▸ **Position identification material**:
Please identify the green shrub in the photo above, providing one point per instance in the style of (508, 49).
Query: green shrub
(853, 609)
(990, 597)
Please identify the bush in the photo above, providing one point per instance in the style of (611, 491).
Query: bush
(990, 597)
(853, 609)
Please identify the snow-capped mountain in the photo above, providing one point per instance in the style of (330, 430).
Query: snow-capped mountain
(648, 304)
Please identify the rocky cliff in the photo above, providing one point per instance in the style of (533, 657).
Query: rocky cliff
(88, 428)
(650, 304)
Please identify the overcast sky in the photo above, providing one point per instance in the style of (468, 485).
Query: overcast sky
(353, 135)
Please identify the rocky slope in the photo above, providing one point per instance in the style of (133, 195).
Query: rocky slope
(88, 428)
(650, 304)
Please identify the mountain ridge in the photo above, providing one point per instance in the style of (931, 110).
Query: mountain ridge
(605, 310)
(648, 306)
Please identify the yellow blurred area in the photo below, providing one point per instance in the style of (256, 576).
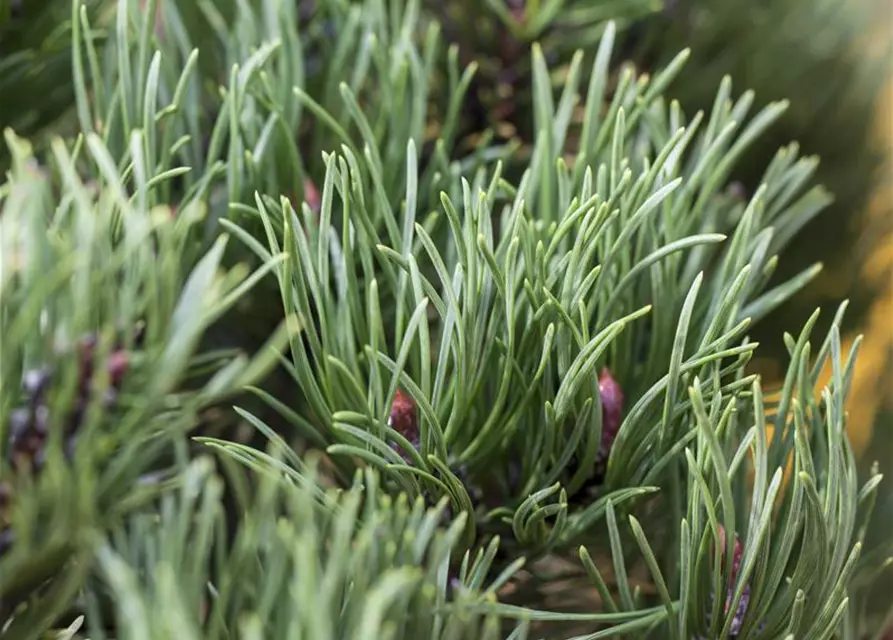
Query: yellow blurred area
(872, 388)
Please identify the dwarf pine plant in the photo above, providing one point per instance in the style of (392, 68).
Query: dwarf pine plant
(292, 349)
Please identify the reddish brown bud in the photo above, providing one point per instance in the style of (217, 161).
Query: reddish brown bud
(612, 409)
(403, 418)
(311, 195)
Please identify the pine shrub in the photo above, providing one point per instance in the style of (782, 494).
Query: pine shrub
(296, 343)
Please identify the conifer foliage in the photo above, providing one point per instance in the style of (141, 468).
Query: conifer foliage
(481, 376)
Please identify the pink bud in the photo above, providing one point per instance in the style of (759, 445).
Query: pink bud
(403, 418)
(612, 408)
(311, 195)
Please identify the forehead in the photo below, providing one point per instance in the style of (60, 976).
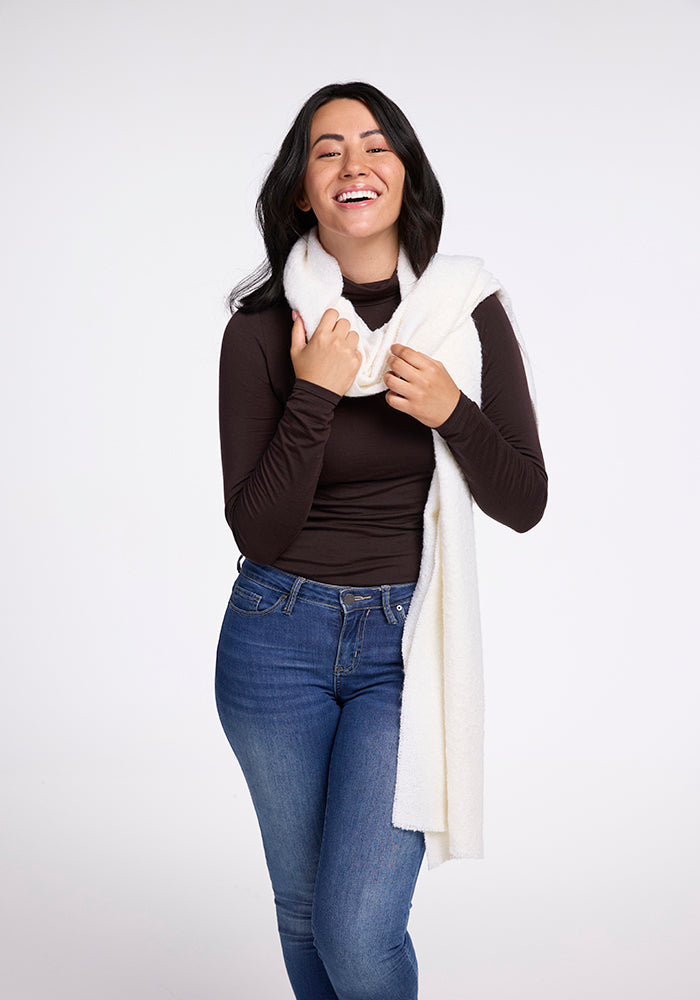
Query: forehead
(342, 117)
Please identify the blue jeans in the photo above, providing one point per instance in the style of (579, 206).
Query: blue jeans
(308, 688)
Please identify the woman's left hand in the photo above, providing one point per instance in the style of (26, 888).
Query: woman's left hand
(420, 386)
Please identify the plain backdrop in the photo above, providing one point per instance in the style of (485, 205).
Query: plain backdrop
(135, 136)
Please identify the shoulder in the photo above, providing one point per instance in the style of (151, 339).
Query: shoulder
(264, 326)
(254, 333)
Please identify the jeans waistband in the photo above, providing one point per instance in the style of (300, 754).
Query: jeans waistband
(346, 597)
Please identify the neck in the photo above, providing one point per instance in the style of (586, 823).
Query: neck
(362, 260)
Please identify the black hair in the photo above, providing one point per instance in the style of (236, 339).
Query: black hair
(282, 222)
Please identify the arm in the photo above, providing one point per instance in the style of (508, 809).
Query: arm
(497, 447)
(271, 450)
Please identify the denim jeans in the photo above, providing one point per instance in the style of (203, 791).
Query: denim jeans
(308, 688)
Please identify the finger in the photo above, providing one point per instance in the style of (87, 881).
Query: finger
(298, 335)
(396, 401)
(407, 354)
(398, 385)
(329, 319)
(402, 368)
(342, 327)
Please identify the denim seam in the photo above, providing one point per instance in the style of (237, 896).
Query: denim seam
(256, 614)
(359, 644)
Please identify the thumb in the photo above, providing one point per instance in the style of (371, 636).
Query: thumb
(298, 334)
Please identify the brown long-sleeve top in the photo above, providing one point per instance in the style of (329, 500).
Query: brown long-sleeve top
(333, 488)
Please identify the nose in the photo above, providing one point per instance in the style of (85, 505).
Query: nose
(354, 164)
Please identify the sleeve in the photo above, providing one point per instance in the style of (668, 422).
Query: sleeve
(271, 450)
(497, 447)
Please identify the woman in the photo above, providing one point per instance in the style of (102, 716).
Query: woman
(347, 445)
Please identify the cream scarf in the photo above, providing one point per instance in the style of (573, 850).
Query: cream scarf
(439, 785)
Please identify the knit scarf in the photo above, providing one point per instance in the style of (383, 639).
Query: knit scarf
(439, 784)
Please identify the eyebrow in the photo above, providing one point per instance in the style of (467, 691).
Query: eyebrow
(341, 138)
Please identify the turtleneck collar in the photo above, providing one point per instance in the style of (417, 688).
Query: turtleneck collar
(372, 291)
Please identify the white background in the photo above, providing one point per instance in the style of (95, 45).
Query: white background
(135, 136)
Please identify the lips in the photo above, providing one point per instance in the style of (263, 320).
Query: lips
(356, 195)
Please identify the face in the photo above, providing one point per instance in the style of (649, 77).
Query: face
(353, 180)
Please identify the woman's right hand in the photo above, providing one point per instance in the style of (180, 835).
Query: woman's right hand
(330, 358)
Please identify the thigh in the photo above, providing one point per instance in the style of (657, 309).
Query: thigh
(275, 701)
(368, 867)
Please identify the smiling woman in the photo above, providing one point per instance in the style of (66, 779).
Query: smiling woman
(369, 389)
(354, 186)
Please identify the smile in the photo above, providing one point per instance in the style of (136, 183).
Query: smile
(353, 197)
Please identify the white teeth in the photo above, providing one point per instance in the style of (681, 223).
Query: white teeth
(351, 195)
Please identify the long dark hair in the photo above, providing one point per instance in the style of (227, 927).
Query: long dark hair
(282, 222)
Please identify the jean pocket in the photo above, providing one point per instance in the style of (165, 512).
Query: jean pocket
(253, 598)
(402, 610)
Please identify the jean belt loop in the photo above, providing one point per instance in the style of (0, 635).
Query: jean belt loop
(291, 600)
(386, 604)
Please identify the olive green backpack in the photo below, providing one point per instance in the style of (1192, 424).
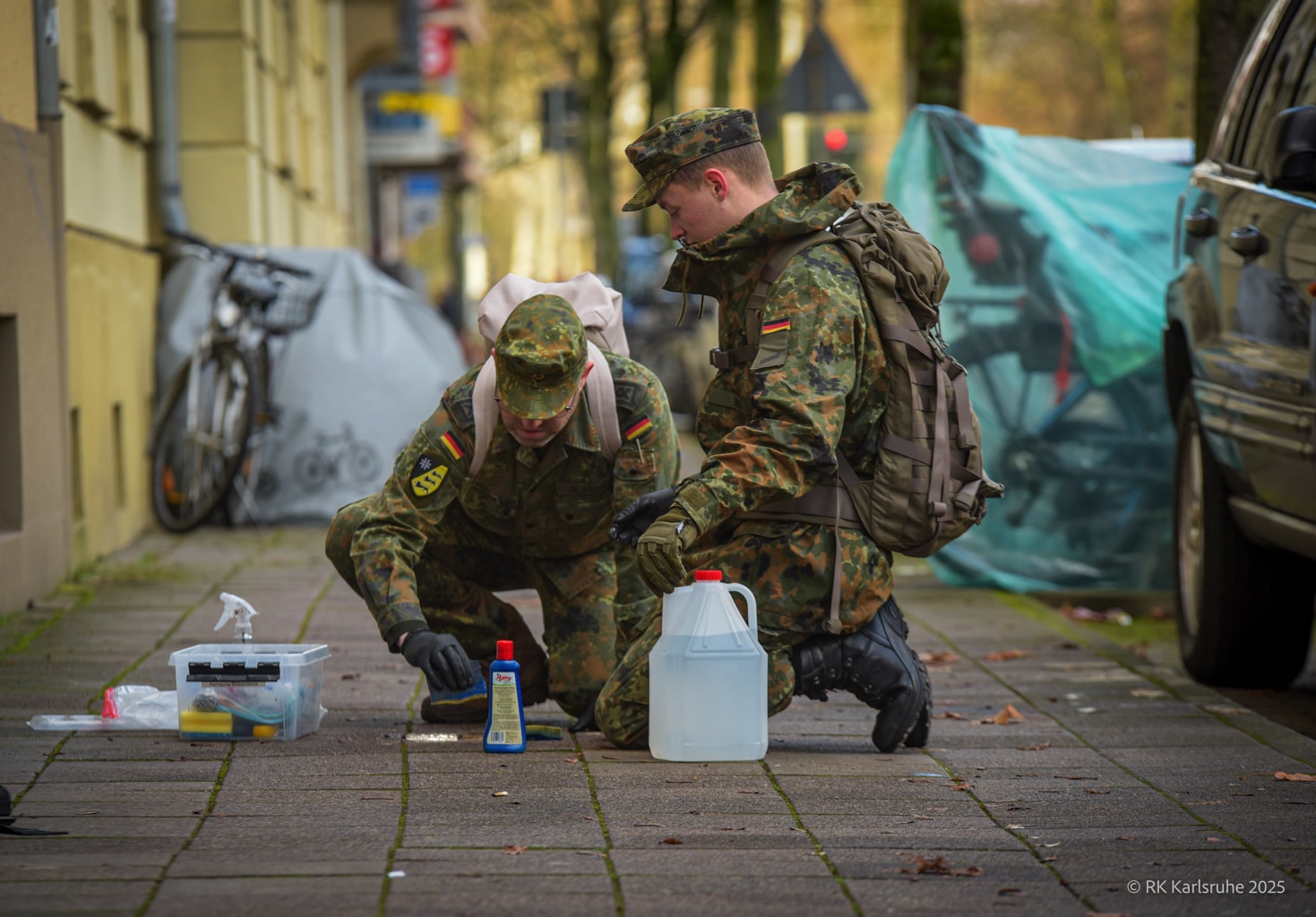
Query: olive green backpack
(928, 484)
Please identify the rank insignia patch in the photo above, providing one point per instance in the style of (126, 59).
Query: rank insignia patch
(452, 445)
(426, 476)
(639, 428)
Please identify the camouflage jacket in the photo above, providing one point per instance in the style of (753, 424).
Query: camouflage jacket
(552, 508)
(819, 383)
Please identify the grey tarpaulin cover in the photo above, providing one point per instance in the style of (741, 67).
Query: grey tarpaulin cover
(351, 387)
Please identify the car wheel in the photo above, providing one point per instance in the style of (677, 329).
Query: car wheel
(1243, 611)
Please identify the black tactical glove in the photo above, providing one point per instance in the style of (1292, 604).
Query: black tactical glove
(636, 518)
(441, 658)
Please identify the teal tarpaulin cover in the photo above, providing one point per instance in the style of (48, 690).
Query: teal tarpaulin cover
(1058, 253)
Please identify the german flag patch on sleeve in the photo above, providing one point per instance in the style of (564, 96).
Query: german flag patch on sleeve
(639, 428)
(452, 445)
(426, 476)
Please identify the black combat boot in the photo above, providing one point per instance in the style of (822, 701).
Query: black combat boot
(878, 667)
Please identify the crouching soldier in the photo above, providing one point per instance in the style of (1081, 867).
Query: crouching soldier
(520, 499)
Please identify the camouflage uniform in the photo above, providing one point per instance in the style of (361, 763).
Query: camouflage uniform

▸ **Given instruction**:
Copy out the material verbatim, from the line containing "Please identify the camouflage jacket" down to the end of the material, including both ends.

▸ **Task response**:
Please identify the camouflage jacket in the photo above, providing one point per instance in the style of (753, 424).
Query: camouflage jacket
(552, 508)
(819, 383)
Please identify the grey tarpaulin cover in the photo above, providing one point per instance in the style of (741, 67).
Query: grey tarpaulin cover
(351, 387)
Please identify the car wheel in the photo above, providing one point per instance in the style of (677, 329).
Query: car wheel
(1243, 611)
Please identify the black tactical glove in the photo above, providing one point per instance in the style of (1292, 604).
Query: black tactical glove
(636, 518)
(441, 658)
Please identify the teal tarpaulin cover in the photo above, providing one point per instance in the style of (48, 690).
Query: teal tarpaulin cover
(1058, 253)
Please identify the german flag patch on sleeve in the photo above, providing one point per instance in the style of (564, 96).
Query: german flag patch on sleeve
(639, 428)
(452, 445)
(426, 476)
Please identify the black combat boot in the photo above, providing one point per instance in the style of (822, 701).
Query: black combat boot
(878, 667)
Please identify the crouching soldier in the photo above, providing one point per instance in the style of (1081, 867).
Query: crouching soldier
(520, 499)
Please identify the camouflage uniform in the photo above, providing one point per instance in the style of (361, 763).
Query: camouflage uniform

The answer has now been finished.